[Collected data]
* * * * *
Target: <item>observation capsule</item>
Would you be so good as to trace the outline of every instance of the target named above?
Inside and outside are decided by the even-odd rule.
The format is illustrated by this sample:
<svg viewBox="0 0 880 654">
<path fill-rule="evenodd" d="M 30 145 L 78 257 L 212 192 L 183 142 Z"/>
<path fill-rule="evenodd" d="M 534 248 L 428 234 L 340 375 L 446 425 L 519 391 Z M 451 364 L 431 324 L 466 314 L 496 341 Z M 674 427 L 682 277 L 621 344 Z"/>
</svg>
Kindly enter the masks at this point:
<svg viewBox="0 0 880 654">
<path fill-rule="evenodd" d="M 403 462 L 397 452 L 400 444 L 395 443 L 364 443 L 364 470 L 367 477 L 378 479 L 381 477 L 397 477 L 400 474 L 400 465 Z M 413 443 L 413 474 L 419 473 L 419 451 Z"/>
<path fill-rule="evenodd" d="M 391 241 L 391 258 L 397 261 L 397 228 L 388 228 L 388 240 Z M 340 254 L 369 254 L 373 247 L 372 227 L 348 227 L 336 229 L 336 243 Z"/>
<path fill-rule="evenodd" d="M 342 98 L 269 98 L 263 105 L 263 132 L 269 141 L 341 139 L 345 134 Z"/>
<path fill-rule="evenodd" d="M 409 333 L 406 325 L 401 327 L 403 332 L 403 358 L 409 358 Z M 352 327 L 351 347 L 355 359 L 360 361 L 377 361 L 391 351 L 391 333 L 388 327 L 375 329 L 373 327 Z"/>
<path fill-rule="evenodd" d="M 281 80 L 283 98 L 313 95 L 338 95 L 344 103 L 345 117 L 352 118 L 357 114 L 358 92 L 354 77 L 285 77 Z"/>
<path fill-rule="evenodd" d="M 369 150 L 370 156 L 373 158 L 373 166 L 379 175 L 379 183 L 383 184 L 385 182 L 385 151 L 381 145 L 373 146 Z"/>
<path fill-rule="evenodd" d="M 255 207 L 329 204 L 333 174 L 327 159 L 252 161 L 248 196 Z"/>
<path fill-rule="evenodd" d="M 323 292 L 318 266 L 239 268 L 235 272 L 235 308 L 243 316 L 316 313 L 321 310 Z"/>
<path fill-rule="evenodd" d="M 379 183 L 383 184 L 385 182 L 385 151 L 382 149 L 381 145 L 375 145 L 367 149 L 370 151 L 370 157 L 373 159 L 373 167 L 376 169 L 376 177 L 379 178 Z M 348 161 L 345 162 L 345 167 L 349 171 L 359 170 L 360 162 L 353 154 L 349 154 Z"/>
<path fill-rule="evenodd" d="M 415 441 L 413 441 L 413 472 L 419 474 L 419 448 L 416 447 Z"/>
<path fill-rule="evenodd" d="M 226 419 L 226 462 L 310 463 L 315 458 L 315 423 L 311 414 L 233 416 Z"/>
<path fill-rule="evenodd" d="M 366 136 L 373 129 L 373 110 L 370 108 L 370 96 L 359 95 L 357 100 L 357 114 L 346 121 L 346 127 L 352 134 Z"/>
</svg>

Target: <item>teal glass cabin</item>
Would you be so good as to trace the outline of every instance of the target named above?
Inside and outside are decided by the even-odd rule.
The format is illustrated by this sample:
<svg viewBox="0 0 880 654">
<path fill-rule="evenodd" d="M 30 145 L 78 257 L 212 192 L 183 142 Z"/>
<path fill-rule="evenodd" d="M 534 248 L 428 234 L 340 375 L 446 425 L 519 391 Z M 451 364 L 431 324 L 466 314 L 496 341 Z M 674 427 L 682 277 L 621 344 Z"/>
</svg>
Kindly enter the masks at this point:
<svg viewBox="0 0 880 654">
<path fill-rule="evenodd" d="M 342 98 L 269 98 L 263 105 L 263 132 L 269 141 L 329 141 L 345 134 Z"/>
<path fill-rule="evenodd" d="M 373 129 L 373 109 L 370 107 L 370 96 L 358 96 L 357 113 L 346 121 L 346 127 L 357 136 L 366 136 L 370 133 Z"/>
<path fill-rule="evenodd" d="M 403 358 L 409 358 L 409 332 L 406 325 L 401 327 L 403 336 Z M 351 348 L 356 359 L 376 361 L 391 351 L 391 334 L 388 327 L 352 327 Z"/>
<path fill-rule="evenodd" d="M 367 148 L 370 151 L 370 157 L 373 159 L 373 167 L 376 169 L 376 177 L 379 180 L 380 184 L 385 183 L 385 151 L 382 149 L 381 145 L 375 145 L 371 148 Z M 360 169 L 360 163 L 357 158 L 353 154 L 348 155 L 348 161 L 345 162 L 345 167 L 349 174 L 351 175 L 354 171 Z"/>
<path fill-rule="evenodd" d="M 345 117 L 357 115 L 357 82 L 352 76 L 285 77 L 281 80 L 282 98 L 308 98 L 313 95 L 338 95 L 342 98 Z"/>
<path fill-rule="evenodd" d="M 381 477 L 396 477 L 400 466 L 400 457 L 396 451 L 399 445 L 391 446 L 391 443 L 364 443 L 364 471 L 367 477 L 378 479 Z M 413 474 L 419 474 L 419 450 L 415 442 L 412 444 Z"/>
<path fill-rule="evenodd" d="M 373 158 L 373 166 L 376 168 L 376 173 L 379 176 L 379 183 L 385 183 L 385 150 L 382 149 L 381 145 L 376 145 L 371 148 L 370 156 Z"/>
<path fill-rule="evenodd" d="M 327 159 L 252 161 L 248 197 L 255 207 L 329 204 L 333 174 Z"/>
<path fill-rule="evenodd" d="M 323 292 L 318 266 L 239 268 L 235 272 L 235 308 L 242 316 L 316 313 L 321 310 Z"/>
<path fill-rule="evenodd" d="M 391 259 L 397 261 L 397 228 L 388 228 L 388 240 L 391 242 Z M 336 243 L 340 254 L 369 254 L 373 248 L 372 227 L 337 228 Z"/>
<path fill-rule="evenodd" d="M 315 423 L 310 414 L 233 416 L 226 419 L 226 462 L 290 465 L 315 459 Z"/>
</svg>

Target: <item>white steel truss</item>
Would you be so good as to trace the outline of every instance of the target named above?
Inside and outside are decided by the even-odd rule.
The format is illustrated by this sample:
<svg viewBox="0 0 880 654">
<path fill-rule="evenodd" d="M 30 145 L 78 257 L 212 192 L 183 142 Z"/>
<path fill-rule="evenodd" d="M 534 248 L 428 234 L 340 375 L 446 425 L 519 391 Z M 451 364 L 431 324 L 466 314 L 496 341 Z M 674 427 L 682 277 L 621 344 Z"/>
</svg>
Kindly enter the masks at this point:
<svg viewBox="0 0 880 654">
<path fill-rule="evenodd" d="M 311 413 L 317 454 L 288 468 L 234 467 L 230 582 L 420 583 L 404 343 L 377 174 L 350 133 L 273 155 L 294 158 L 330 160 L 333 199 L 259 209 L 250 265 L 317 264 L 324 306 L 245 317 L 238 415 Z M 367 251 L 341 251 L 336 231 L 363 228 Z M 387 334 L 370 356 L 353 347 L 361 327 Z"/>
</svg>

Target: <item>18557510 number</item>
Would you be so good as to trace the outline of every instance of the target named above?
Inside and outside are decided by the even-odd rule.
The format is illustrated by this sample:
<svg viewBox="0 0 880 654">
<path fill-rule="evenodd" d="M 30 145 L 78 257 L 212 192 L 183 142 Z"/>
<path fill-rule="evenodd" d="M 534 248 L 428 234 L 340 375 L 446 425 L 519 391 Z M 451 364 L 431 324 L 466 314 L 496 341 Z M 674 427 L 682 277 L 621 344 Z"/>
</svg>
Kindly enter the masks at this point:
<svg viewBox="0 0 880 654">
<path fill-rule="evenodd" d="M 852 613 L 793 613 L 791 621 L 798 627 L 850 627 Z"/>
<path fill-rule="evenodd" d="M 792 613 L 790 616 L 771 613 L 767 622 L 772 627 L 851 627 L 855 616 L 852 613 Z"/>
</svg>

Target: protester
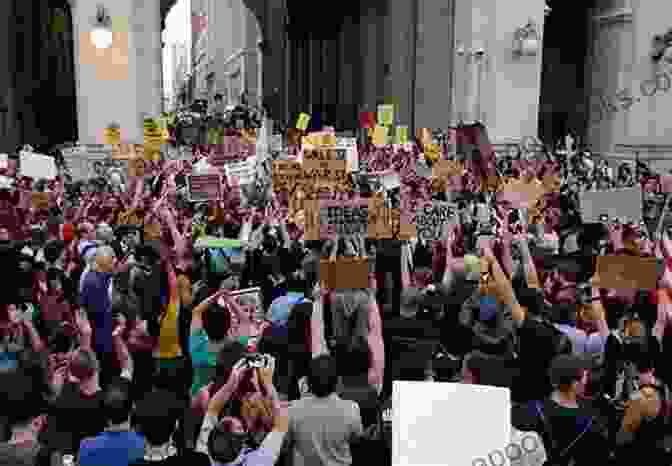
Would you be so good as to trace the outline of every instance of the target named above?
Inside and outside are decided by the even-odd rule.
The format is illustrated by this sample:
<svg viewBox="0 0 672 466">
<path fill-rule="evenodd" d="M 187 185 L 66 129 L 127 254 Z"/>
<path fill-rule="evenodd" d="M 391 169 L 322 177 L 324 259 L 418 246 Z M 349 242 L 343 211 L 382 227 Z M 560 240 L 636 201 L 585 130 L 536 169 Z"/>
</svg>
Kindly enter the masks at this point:
<svg viewBox="0 0 672 466">
<path fill-rule="evenodd" d="M 203 121 L 211 129 L 223 121 L 228 141 L 242 144 L 231 149 L 236 156 L 251 154 L 254 136 L 235 118 L 254 122 L 257 113 L 242 105 Z M 177 139 L 188 132 L 176 131 Z M 287 136 L 287 156 L 305 158 L 305 140 Z M 13 180 L 0 192 L 0 376 L 3 384 L 22 377 L 21 387 L 30 380 L 25 400 L 40 400 L 27 406 L 0 389 L 3 423 L 15 433 L 2 455 L 10 464 L 53 455 L 82 465 L 103 457 L 386 463 L 394 381 L 456 382 L 462 367 L 466 382 L 511 390 L 512 442 L 539 432 L 554 464 L 663 458 L 672 382 L 669 175 L 642 163 L 613 170 L 568 150 L 500 157 L 498 176 L 488 144 L 479 143 L 480 157 L 460 160 L 464 149 L 454 157 L 447 140 L 439 153 L 461 169 L 443 178 L 415 170 L 438 162 L 431 150 L 423 155 L 423 143 L 359 144 L 360 170 L 342 186 L 316 179 L 291 187 L 292 196 L 271 173 L 275 150 L 257 159 L 245 186 L 212 157 L 226 147 L 202 146 L 192 157 L 182 150 L 177 161 L 138 159 L 145 175 L 128 183 L 113 160 L 77 183 L 66 182 L 61 166 L 49 182 L 17 177 L 15 164 L 0 168 Z M 211 171 L 222 175 L 217 199 L 196 200 L 190 176 Z M 396 172 L 400 186 L 371 172 Z M 515 180 L 544 192 L 523 199 L 505 189 Z M 635 184 L 644 192 L 641 216 L 585 221 L 581 191 Z M 43 189 L 48 208 L 33 201 Z M 371 196 L 399 210 L 380 215 L 389 232 L 370 222 L 368 233 L 350 235 L 356 222 L 344 217 L 339 234 L 318 240 L 301 200 L 318 194 L 339 206 Z M 453 211 L 437 225 L 412 219 L 415 234 L 404 233 L 404 215 L 448 199 Z M 628 264 L 642 273 L 601 268 L 605 254 L 635 261 Z M 655 280 L 646 269 L 654 259 Z M 360 286 L 334 284 L 354 277 L 342 277 L 345 262 L 361 265 Z M 611 272 L 630 281 L 615 283 Z M 25 412 L 9 415 L 17 407 Z M 586 420 L 593 424 L 584 432 Z M 30 448 L 17 446 L 24 438 Z"/>
</svg>

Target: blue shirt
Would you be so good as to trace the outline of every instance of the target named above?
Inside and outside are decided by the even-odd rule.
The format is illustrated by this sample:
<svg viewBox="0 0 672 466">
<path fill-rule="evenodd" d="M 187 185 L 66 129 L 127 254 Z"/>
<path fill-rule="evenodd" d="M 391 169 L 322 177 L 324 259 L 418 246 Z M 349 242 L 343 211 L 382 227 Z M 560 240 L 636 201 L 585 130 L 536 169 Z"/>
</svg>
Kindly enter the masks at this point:
<svg viewBox="0 0 672 466">
<path fill-rule="evenodd" d="M 145 438 L 133 431 L 106 431 L 79 447 L 80 466 L 128 466 L 144 456 Z"/>
<path fill-rule="evenodd" d="M 82 284 L 81 305 L 93 324 L 94 348 L 97 353 L 112 352 L 112 300 L 110 282 L 112 274 L 91 271 Z"/>
</svg>

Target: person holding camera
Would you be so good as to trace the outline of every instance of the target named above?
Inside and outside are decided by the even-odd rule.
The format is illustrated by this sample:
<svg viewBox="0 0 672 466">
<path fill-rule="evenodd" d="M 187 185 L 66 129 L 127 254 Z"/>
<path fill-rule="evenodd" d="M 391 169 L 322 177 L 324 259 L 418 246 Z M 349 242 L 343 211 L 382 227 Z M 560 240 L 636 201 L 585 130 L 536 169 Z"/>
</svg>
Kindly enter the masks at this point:
<svg viewBox="0 0 672 466">
<path fill-rule="evenodd" d="M 273 386 L 274 363 L 243 358 L 233 367 L 228 381 L 208 403 L 208 410 L 198 436 L 196 451 L 207 454 L 217 466 L 272 466 L 280 456 L 283 441 L 289 428 L 287 410 L 281 405 Z M 244 385 L 245 380 L 257 378 L 260 388 L 271 400 L 271 431 L 261 444 L 254 448 L 256 432 L 241 417 L 226 416 L 220 419 L 227 403 Z"/>
</svg>

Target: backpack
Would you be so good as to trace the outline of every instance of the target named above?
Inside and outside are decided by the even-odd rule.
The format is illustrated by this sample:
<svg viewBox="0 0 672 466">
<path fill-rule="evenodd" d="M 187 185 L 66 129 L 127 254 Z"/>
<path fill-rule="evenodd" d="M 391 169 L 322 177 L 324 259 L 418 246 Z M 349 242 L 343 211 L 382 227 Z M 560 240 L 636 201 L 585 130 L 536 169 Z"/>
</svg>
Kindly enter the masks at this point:
<svg viewBox="0 0 672 466">
<path fill-rule="evenodd" d="M 368 336 L 368 308 L 357 309 L 350 316 L 334 311 L 332 299 L 323 304 L 324 338 L 330 353 L 338 348 L 349 348 L 358 339 Z"/>
</svg>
* * * * *
■ **What you will do**:
When a line in the entries above holds the word "item", add it to the count, then state only the count.

■ **Result of this exercise**:
4